→ **Set task**
In the thread below about a search engine for Shopify products, list the additional features the poster says Agora includes to improve the buying experience.

→ **Excerpted passage**
···

Show HN: I scraped 25M Shopify products to build a search engine

Hi HN! I built Agora as a side-project leading up to the holiday season. I wanted to find an easier way to find Christmas gifts, without needing to go store-by-store.

My wife asked me for a a pair of red shoes for Christmas. I quickly typed it into Google and found a combination of ads from large retailers and links to a 1948 movie called 'Red Shoes'. I decided to build Agora to solve my own problem (and stay happily married). The product is a search engine that automatically crawls thousands of Shopify stores and makes them easily accessible with a search interface. There's a few additional features to enhance the buying experience including saving products, filters, reviews, and popular products.

I've started with exclusively Shopify stores and plan to expand the crawler to other e-commerce platforms like BigCommerce, WooCommerce, Wix, etc. The technical challenge I've found is keeping the search speed and performance strong as the data set becomes larger. There's about 25 million products on Agora right now. I'll ramp this up carefully to make sure we don't compromise the search speed and user experience.

I'd love any feedback!

  • I hope you have better luck than I did!

    A few years ago, my partner and I built vendazzo.com (now defunct). It was an e-commerce search engine on products listed on Shopify shops (sound familiar? :)). At the time, we had > 100m products listed, and I don't remember how many shops we were indexing.. over 100k I think, but we had access to over a million. Overall, I think your approach is very similar to ours, but we managed to keep our costs lower. At the time, we were spending ~$550/mo, and our search times were under 300ms. We had established partnerships with a number of shops, and we had a few users, but not nearly enough. That's where the wheels came off. The site operated for over a year, but the monthly costs wore us down until we finally decided to pull the plug.

    I still maintain that this is a good idea, and constantly have to fight off the urge to "try again", however, to do it properly, I think funding would be necessary, or finding some way to organically gain a lot of users.

    Looking back, there are things I could have done to reduce my opex further, but in the end, it still wouldn't have mattered if I couldn't figure out how to acquire users.

  • What was the process for scraping 25M products ?

···

→ **Material provided**
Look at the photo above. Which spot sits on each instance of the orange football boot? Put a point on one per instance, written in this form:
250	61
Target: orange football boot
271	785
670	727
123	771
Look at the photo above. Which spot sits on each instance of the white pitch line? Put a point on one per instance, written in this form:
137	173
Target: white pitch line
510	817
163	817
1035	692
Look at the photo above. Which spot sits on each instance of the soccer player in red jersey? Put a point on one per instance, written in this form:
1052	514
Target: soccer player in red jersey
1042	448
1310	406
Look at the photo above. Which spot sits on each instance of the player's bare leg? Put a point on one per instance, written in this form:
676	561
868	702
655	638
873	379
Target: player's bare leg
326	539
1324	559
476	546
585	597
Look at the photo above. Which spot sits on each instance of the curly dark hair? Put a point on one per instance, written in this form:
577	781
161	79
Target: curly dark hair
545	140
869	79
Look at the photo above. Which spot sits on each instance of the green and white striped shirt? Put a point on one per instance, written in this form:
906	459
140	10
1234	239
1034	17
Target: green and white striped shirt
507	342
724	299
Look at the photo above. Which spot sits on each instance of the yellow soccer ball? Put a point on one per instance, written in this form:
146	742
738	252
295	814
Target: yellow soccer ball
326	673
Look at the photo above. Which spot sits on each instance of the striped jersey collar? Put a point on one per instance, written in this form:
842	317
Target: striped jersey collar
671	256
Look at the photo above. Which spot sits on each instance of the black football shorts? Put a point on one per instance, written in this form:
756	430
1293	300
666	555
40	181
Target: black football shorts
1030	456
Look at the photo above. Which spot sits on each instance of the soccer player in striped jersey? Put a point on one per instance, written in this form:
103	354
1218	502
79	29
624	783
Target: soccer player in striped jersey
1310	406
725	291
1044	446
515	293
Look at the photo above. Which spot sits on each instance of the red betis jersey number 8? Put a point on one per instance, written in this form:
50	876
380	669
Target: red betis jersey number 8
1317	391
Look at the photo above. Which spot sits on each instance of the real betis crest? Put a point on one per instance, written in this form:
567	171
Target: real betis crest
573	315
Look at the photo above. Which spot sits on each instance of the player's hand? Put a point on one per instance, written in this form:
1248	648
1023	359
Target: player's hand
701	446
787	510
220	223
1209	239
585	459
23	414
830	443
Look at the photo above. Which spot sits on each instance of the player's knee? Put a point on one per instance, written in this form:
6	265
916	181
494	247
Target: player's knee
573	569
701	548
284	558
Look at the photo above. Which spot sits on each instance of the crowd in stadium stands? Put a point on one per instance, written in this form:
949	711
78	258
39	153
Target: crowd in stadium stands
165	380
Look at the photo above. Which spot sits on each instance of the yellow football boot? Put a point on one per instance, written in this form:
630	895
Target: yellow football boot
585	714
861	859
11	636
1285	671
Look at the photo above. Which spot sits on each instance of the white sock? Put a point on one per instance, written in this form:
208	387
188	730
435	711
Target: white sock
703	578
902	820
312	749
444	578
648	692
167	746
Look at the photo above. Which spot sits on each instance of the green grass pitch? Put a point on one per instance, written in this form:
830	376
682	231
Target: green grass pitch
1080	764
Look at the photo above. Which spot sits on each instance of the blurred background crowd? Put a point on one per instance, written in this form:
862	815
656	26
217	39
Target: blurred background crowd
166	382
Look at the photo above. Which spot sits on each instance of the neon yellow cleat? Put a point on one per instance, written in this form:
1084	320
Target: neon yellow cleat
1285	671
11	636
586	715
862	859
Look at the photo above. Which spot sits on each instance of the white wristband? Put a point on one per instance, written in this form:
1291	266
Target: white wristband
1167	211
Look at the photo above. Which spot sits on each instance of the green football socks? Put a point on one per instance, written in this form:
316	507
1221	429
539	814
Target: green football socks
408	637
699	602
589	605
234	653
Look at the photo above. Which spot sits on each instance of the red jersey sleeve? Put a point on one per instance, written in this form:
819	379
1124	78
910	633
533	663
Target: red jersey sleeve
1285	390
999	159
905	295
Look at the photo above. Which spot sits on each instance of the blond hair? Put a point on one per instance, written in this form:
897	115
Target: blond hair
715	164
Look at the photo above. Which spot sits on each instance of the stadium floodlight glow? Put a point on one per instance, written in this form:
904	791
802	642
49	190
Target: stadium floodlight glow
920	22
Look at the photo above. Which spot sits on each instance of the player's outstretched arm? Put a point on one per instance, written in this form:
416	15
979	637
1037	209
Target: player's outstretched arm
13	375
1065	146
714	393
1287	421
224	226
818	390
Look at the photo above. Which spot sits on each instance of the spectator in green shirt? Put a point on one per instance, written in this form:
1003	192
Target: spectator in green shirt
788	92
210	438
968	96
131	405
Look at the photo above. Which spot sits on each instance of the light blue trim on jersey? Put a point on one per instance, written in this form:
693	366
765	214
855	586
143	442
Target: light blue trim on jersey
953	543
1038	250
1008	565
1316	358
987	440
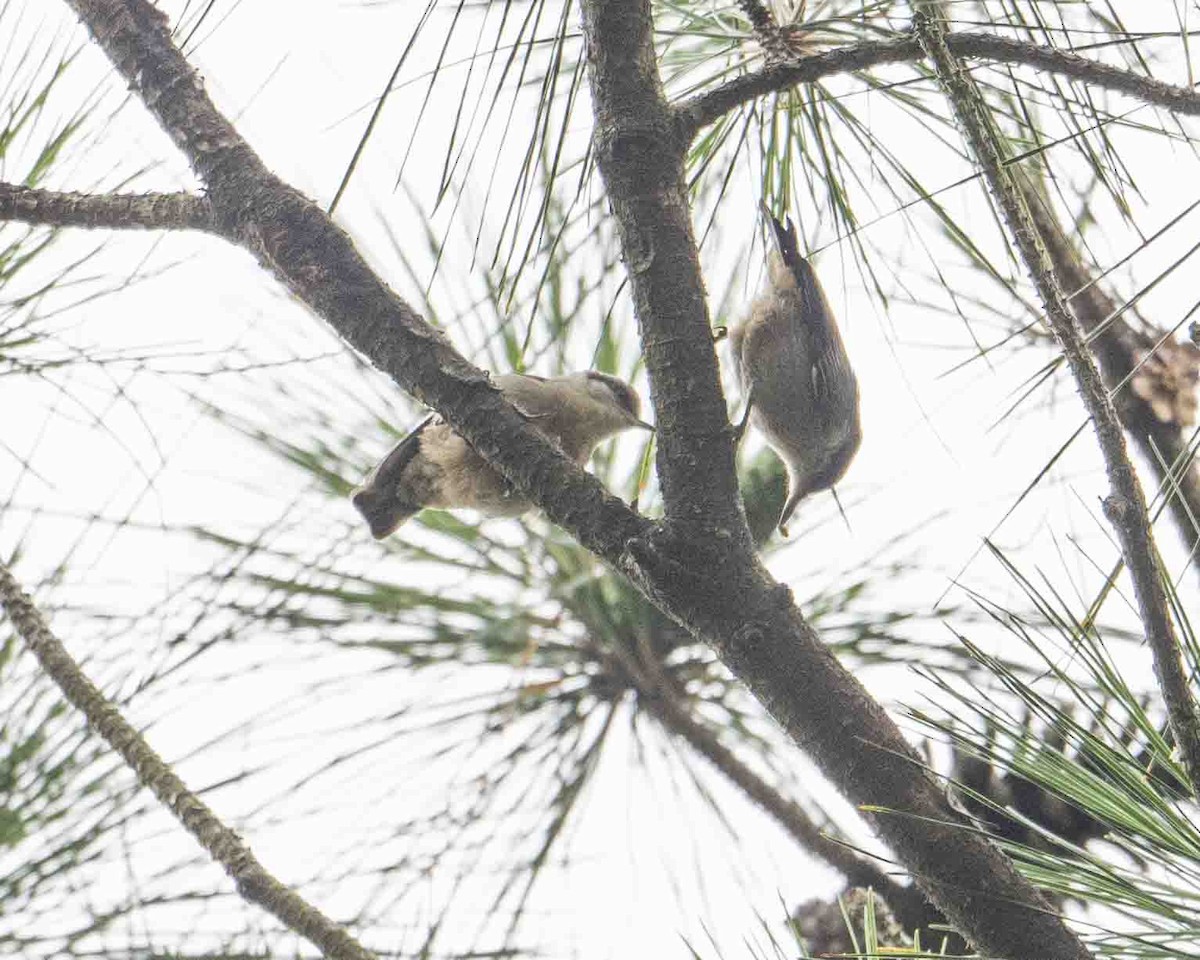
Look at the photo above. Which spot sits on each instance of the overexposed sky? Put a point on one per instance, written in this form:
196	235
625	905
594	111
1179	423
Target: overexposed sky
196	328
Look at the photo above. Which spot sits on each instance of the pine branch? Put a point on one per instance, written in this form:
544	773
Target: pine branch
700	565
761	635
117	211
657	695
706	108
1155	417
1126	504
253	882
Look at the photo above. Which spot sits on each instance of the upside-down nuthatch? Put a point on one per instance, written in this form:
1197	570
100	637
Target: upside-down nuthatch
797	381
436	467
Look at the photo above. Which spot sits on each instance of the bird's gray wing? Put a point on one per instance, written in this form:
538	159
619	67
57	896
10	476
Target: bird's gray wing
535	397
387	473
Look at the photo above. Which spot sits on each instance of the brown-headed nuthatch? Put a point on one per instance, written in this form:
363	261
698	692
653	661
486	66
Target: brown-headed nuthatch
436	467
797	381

···

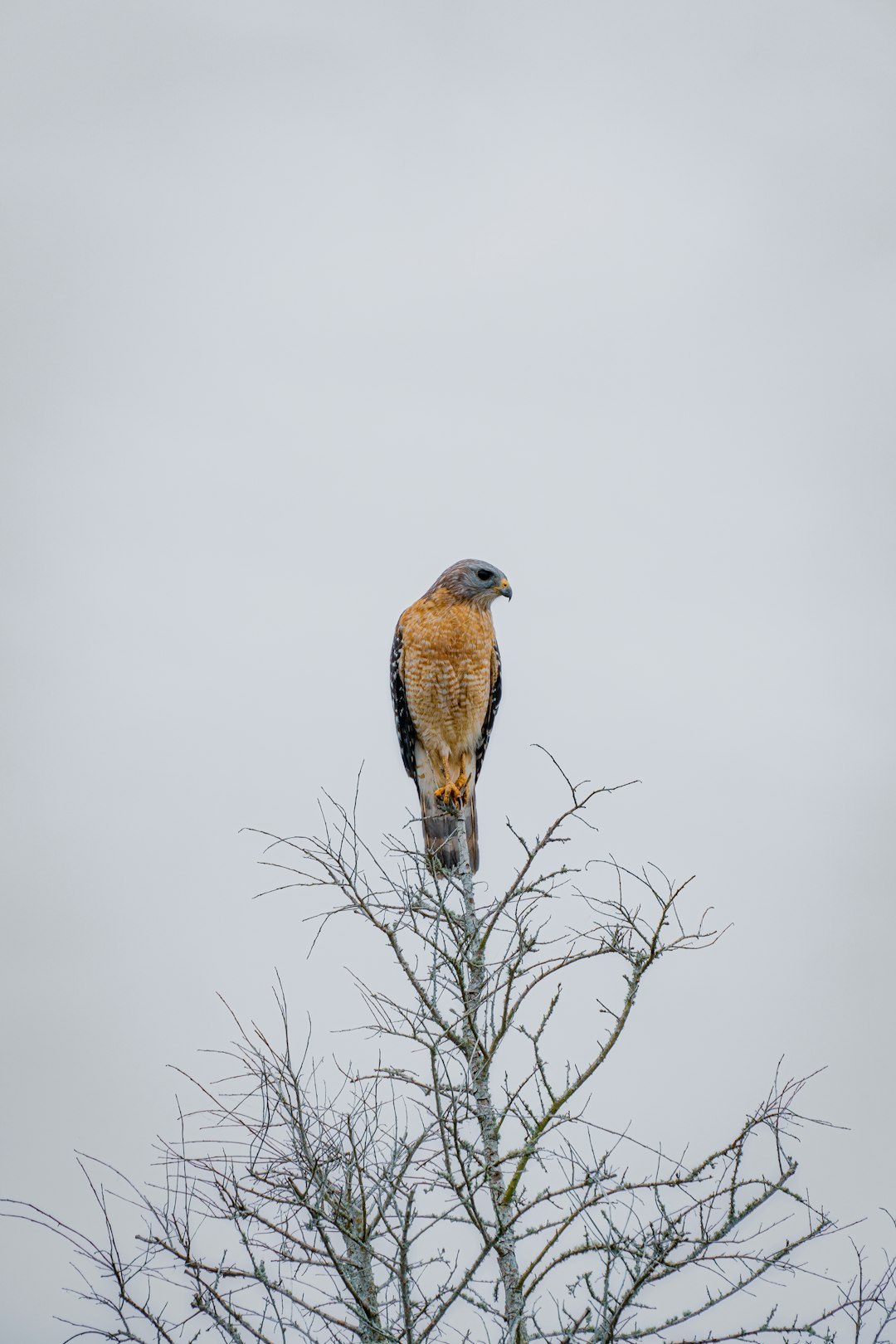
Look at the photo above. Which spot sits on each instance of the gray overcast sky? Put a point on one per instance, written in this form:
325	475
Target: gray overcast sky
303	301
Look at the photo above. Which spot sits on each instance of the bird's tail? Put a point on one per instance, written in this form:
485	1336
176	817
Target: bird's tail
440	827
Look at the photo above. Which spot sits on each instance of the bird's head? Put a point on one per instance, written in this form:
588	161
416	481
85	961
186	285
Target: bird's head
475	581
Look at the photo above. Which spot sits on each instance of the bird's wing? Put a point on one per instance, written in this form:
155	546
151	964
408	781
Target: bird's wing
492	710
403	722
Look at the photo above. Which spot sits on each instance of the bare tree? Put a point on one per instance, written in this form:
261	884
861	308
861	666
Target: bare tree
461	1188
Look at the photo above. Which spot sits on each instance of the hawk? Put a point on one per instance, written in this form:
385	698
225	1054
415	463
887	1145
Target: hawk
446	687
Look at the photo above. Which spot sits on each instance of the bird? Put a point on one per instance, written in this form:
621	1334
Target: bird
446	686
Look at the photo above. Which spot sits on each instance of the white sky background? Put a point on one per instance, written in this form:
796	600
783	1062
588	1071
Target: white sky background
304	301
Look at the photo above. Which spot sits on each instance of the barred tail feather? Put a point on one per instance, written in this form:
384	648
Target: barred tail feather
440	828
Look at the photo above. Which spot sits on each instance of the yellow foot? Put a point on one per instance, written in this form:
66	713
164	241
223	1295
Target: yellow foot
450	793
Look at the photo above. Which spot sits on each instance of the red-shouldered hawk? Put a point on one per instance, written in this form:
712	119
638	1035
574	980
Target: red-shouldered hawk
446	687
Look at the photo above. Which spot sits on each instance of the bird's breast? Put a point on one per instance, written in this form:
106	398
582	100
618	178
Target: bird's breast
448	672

···

→ **Task response**
- Saving products
- Filters
- Reviews
- Popular products